— GEGEVEN OPDRACHT —
Wijzig de regels vanaf de regel met "hair. Keep to one point per instance." tot en met het einde van de items: vervang elke "photo" door "image" en laat de rest ongewijzigd. Geef alleen die regels terug.

+-------+

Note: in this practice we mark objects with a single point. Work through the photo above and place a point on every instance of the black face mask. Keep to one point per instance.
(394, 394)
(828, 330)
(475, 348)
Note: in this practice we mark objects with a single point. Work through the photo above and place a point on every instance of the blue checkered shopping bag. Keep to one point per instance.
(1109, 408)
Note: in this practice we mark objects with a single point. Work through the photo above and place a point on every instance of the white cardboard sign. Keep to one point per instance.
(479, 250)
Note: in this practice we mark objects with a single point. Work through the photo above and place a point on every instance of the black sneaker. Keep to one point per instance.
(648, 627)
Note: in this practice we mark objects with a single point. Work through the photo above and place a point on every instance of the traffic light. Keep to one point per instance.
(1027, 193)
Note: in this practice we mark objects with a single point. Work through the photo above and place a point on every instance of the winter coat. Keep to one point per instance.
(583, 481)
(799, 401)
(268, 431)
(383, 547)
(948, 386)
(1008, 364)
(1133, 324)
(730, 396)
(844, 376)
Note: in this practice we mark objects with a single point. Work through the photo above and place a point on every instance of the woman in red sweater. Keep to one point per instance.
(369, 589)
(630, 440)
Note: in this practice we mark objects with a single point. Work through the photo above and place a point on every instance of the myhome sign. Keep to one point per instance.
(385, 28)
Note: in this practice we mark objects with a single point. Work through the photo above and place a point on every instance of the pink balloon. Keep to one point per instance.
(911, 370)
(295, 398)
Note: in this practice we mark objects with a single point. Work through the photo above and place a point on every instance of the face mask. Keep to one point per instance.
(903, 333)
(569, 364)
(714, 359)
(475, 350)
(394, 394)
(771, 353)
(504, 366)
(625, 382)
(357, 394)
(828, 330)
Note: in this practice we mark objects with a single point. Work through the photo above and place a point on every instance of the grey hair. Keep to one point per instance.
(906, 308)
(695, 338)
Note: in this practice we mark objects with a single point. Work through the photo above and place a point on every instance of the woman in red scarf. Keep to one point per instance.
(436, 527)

+-------+

— ALS ANTWOORD —
Note: in this practice we mark objects with a single point. Work through the image above and place a point on every instance of the grey hair. Keep to one point per instance.
(906, 308)
(695, 338)
Note: in this practice we mark objects with a single point. Work through the image above and place a point on every instance of the woman in red scarf. Keep to one point per instance.
(436, 527)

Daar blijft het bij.